TEXT BLOCK:
================================
The important sections of this act for us, right now, are sections 56 and 57. Section 56 empowers the Minister of Environmental Affairs to publish in the Government Gazette, from time to time (at least every five years or more often than that), a list of critically endangered, endangered, vulnerable, and protected species. A species may be protected but not endangered; a case in point is the Cape fur seal.

Section 56 of NEMBA
Section 56 of NEMBA

I am not knowledgeable enough to state confidently that the extract above is using a set of widely accepted definitions here. However, this list of definitions from (critically) endangered to vulnerable does look a lot like the IUCN categories for classifying species at risk of extinction.

The next section talks about activities involving species that fall into one of the categories defined in section 56. Provision is made here for the Minister to define activities that are “restricted”, and section 57 specifies that if an activity is restricted, a permit is required in order to perform it. The definition of restricted may vary from species to species (but I am getting ahead of myself).

Section 57 of NEMBA
Section 57 of NEMBA

Finally, section 97 of NEMBA, which is on page 40 of the PDF file I linked to above, empowers the Minister to make regulations dealing with a large number of matters, mostly permits, and threat-minimisation for threatened ecosystems.

Marine Threatened or Protected Species regulations

With that preamble, let us turn to the most recent regulations, which were made in terms of section 97 of NEMBA and pertain to threatened or protected marine species. They come in two parts. The first (pdf – all page numbers below refer to this file) is a set of regulations, mostly related to permits. This sounds very boring, but there are some interesting bits, and an important definition. Definition first:

Definition of harassment
Definition of harassment

This is a very important definition (from page 10-11) as it essentially determines what is legal and what is not in terms of the act, and one that I think is perfectly reasonable. You can still take photos of and dive with seals, turtles and most sharks. Whale sharks and basking sharks are not to be bothered up close, though.

Notice also that we now have a definition for harassment of dolphins; it has been my understanding (perhaps incorrect) that until now there has been a loophole in that there has been no legal prohibition on approaching dolphins in a boat, whereas boats must stay at a distance of 300 metres away from whales. I can think of other things I have seen boats doing with dolphins – such as corralling them by speeding in a circle at full throttle – that also seem like harassment to me, but don’t quite fit this definition. But I think this is a start. Also, no swimming with dolphins – for profit or not.
================================
SUPPLIED MATERIAL:
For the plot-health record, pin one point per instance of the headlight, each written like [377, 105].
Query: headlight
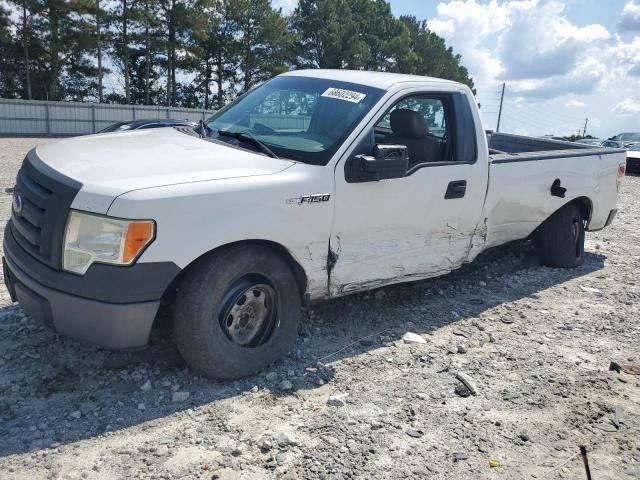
[92, 238]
================================
State whether each statement below agrees with the text on NEMBA, answering yes or no and quoting the words of the text that decide it.
1. Under section 56, the list of species must be published at least every five years.
2. A species can be protected without being endangered.
3. Section 57 allows a restricted activity to be performed without a permit.
The data play no part in this exercise.

EXERCISE SOLUTION:
1. Yes: "at least every five years or more often than that"
2. Yes: "A species may be protected but not endangered"
3. No: "if an activity is restricted, a permit is required in order to perform it"